--- BEGIN Given text ---

Project Architecture

This document describes the internal architecture of LuisaCompute, including the compilation pipeline, runtime system, and backend implementations.

Overview

LuisaCompute is structured in three main layers:

┌─────────────────────────────────────────────────────────────┐
│                    Application Layer                        │
│         (User code, kernels, resource management)           │
├─────────────────────────────────────────────────────────────┤
│                      Frontend (DSL)                         │
│    (C++ template metaprogramming, AST construction)         │
├─────────────────────────────────────────────────────────────┤
│                    Middle-end (Runtime)                     │
│   (Resource wrappers, command encoding, device interface)   │
├─────────────────────────────────────────────────────────────┤
│              Backend (Platform-specific)                    │
│   (CUDA, DirectX, Metal, CPU code generation & execution)   │
└─────────────────────────────────────────────────────────────┘

Frontend: The Embedded DSL

The Domain Specific Language (DSL) layer allows users to write GPU kernels in C++.

AST Construction

When you write a kernel:

Kernel2D my_kernel = [&](ImageFloat img) noexcept {
    Var coord = dispatch_id().xy();
    img->write(coord, make_float4(1.0f));
};

The following happens at C++ runtime:

  1. FunctionBuilder Activation: A FunctionBuilder singleton is pushed to a thread-local stack

  2. Argument Creation: DSL variables (Var<T>) are created as AST expression nodes

  3. Operator Overloading: Each operation (+, *, function calls) records AST nodes

  4. AST Finalization: The builder is popped and the function is finalized

Key Components

FunctionBuilder

The FunctionBuilder class in include/luisa/ast/function_builder.h is the core of AST construction:

// Simplified concept
class FunctionBuilder {
    // Records expressions
    const Expression* literal(const Type* type, const void* data);
    const Expression* binary(BinaryOp op, const Expression* lhs, const Expression* rhs);
    const Expression* call(const Function* func, luisa::span<const Expression* const> args);
    
    // Records statements
    void assign(const Expression* lhs, const Expression* rhs);
    void if_(const Expression* cond, const Statement* true_branch, const Statement* false_branch);
    void for_(const Statement* init, const Expression* cond, const Expression* step, const Statement* body);
};

Var and Expression

Var<T> wraps an AST expression pointer:

template<typename T>
struct Var : public Ref<T> {
    Var() : Ref<T>{FunctionBuilder::current()->local(Type::of<T>())} {}
    // Operations delegate to FunctionBuilder
};

When you write Float a = b + c, it roughly translates to:

// a = b + c becomes:
auto expr = FunctionBuilder::current()->binary(
    BinaryOp::ADD, 
    b.expression(), 
    c.expression()

--- END Given text ---
--- BEGIN Extracted entries ---

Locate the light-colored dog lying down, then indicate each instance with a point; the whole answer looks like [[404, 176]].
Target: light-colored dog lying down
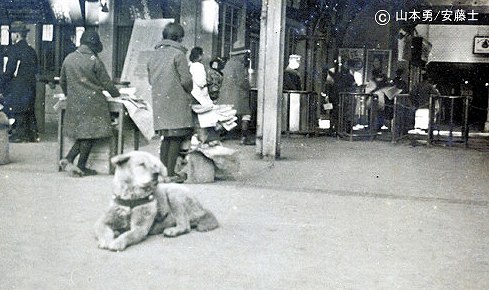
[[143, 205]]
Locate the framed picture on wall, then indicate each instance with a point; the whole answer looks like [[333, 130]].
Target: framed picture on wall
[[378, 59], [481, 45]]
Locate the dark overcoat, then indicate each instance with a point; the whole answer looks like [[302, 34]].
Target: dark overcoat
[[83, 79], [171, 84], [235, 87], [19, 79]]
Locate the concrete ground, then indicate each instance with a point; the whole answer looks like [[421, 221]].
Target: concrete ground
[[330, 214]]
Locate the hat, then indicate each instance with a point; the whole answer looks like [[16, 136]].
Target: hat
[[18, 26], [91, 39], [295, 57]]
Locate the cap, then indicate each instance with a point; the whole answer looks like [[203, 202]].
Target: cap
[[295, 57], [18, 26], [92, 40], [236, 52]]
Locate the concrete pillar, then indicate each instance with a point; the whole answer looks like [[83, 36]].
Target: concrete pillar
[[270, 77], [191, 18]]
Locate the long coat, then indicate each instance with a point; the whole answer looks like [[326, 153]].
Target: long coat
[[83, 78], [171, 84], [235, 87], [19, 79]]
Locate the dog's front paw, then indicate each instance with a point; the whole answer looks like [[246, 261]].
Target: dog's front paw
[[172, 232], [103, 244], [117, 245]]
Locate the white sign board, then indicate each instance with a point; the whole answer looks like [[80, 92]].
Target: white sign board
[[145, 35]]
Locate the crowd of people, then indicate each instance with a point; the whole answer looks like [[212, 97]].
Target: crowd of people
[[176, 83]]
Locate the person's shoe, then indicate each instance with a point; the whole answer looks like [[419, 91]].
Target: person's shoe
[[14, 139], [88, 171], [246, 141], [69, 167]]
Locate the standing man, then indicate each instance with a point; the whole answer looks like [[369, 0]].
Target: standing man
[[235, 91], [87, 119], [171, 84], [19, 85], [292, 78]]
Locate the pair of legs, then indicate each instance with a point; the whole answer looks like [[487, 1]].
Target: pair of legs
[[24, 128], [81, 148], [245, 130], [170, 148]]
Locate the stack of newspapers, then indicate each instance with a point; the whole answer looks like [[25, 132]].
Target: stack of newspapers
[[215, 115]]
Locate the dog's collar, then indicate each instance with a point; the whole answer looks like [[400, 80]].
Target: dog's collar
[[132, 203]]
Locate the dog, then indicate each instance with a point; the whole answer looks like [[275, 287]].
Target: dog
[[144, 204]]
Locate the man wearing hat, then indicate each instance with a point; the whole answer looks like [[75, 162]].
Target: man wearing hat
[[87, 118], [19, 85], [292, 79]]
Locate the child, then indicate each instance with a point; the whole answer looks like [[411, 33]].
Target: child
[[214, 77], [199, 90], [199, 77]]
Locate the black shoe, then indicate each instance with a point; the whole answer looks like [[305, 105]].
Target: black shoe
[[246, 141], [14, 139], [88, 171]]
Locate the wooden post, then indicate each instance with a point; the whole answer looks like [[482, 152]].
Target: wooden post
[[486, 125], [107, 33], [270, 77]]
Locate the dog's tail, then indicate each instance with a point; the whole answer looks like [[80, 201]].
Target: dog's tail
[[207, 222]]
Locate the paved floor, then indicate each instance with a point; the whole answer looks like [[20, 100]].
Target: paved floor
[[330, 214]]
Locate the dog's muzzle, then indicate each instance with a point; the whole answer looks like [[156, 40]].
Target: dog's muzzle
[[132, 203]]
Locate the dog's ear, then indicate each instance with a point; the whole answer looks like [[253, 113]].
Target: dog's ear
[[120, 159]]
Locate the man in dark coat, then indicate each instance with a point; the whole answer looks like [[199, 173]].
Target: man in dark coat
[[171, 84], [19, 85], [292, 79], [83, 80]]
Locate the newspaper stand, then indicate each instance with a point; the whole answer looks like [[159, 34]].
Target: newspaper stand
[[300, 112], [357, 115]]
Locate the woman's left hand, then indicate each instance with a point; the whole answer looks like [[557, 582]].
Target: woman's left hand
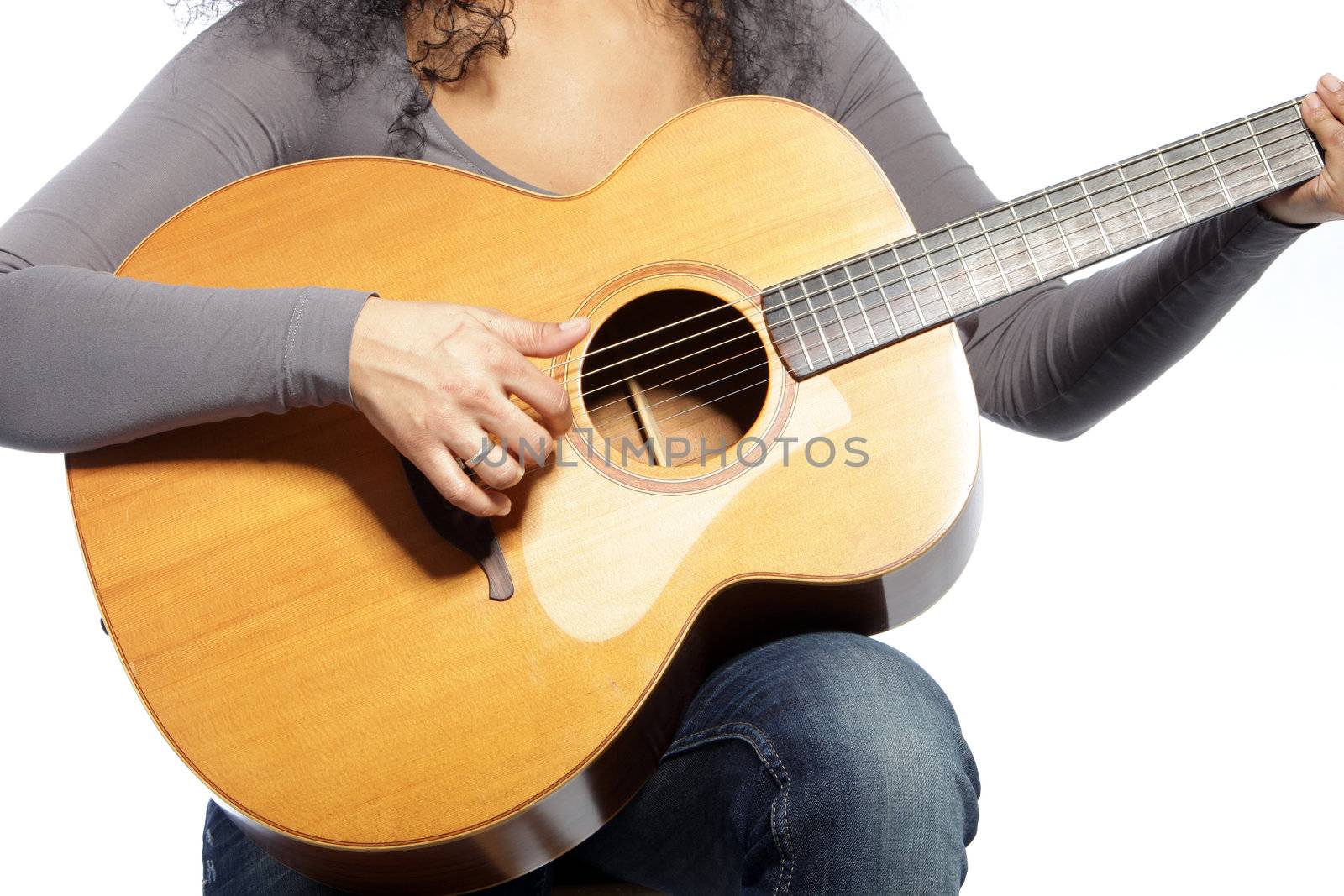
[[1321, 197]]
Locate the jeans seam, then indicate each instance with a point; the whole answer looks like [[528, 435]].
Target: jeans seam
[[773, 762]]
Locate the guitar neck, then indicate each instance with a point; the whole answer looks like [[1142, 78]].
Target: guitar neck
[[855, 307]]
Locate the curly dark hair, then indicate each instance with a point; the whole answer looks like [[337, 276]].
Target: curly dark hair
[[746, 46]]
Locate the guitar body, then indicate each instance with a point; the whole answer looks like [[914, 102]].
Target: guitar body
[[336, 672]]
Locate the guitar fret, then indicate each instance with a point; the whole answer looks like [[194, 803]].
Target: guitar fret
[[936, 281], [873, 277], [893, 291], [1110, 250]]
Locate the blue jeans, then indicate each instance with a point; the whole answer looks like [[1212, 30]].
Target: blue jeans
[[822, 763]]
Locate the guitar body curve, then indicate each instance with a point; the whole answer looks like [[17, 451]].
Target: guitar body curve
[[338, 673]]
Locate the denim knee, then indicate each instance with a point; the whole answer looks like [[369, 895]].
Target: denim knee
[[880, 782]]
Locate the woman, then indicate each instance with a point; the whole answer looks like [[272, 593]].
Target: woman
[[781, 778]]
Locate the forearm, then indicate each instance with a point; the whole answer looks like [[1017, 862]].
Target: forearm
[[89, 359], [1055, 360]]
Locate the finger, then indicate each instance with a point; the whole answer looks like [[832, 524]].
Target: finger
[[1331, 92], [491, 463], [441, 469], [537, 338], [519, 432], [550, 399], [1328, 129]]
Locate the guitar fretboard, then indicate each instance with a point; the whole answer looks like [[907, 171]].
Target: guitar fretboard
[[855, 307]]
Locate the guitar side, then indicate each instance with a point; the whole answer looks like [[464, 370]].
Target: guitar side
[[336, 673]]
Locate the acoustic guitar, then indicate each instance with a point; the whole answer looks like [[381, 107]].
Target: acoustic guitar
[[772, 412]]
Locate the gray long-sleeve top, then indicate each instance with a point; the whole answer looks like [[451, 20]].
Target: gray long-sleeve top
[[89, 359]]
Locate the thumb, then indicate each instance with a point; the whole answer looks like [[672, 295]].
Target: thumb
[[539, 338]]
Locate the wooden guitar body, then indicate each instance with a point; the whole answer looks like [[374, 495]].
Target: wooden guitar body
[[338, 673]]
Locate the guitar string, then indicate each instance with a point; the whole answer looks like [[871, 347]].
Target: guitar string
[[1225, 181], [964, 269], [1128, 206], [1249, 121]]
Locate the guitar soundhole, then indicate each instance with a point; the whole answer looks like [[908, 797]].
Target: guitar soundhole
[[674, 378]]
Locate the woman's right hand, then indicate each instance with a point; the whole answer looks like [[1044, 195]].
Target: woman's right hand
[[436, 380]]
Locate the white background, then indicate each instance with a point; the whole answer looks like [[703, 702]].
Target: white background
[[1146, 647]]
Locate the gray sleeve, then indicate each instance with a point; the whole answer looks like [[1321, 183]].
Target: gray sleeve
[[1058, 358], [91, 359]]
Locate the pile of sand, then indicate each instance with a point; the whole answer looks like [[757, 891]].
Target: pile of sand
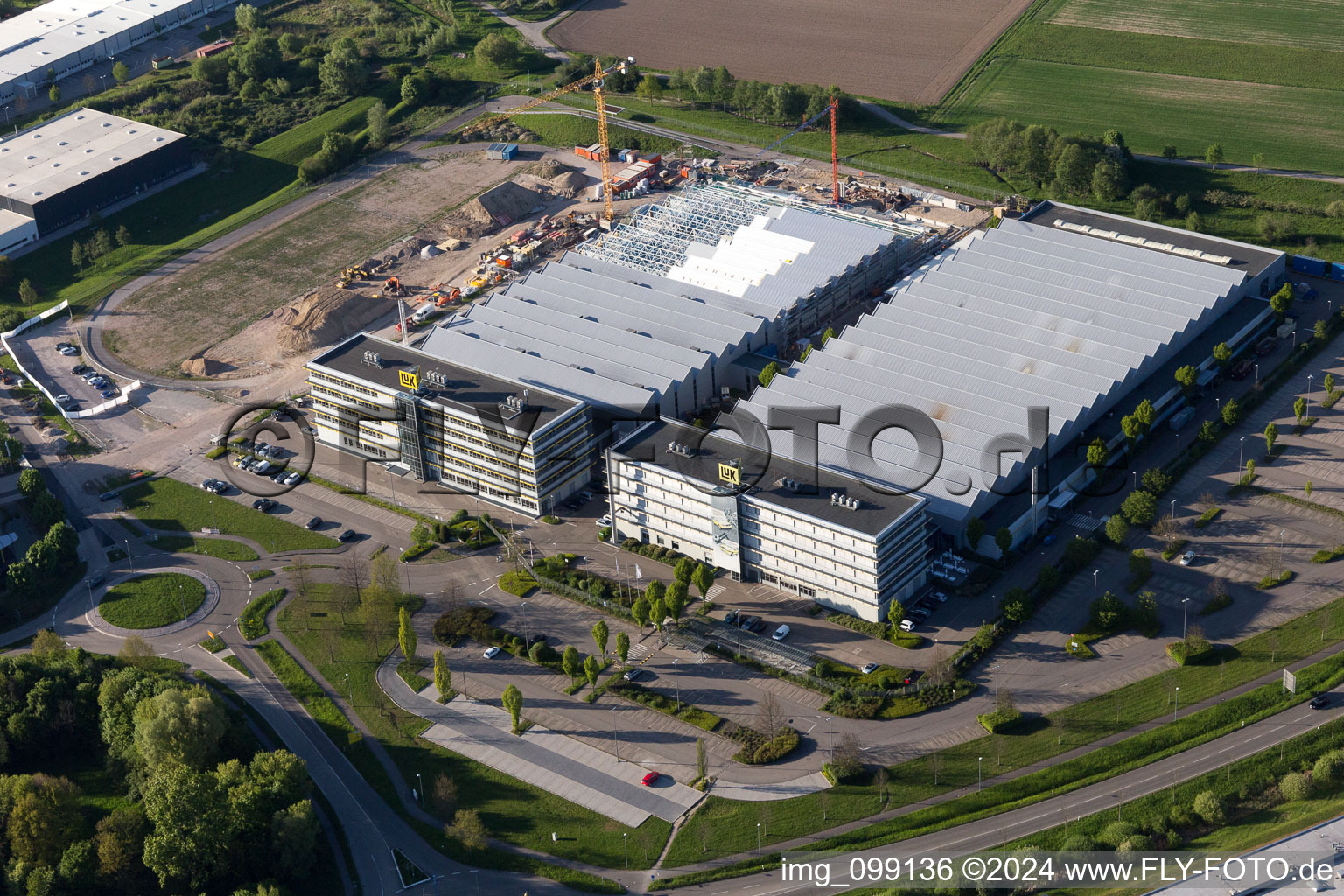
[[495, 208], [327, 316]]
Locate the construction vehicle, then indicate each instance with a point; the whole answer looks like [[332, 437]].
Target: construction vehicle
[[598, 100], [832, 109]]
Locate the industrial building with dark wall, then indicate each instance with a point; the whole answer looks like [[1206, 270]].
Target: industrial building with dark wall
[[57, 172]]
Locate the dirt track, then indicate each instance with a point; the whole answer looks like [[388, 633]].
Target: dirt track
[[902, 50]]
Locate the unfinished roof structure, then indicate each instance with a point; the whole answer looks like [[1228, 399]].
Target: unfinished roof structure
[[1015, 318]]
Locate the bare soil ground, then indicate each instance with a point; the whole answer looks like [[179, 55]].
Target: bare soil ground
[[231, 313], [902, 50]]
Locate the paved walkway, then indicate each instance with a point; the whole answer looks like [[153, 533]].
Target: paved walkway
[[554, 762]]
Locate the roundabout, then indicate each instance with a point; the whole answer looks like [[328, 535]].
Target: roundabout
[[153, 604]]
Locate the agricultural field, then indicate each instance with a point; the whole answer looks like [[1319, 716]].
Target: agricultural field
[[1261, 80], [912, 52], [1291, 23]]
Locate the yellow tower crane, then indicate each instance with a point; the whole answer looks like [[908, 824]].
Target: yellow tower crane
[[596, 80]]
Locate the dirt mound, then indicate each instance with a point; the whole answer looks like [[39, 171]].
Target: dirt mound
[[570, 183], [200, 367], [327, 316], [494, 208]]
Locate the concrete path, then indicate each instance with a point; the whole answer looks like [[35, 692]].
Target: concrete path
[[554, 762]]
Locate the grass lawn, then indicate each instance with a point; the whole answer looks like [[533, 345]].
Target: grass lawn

--- END Extracted entries ---

■ Goals ■
• 1. Do these statements agree with the LuisaCompute architecture text? Answer each with yes or no and quote the words that decide it. (a) A FunctionBuilder singleton is pushed to a thread-local stack when a kernel is written. (b) The backend layer lists Vulkan among its platforms. (c) The DSL layer lets users write GPU kernels in Python.
• 2. Using the LuisaCompute architecture text, answer each question on its own line:
(a) How many main layers is LuisaCompute structured in?
(b) In which header file is the FunctionBuilder class found?
(c) What does Var<T> wrap?
• 3. Print everything in the LuisaCompute architecture text from "template<typename T>" down to "c.expression()".

■ Results of the exercise ■
• 1.
(a) Yes: "A FunctionBuilder singleton is pushed to a thread-local stack"
(b) No: "(CUDA, DirectX, Metal, CPU code generation & execution)"
(c) No: "allows users to write GPU kernels in C++."

• 2.
(a) Three
(b) include/luisa/ast/function_builder.h
(c) An AST expression pointer

• 3.
template<typename T>
struct Var : public Ref<T> {
    Var() : Ref<T>{FunctionBuilder::current()->local(Type::of<T>())} {}
    // Operations delegate to FunctionBuilder
};

When you write Float a = b + c, it roughly translates to:

// a = b + c becomes:
auto expr = FunctionBuilder::current()->binary(
    BinaryOp::ADD, 
    b.expression(), 
    c.expression()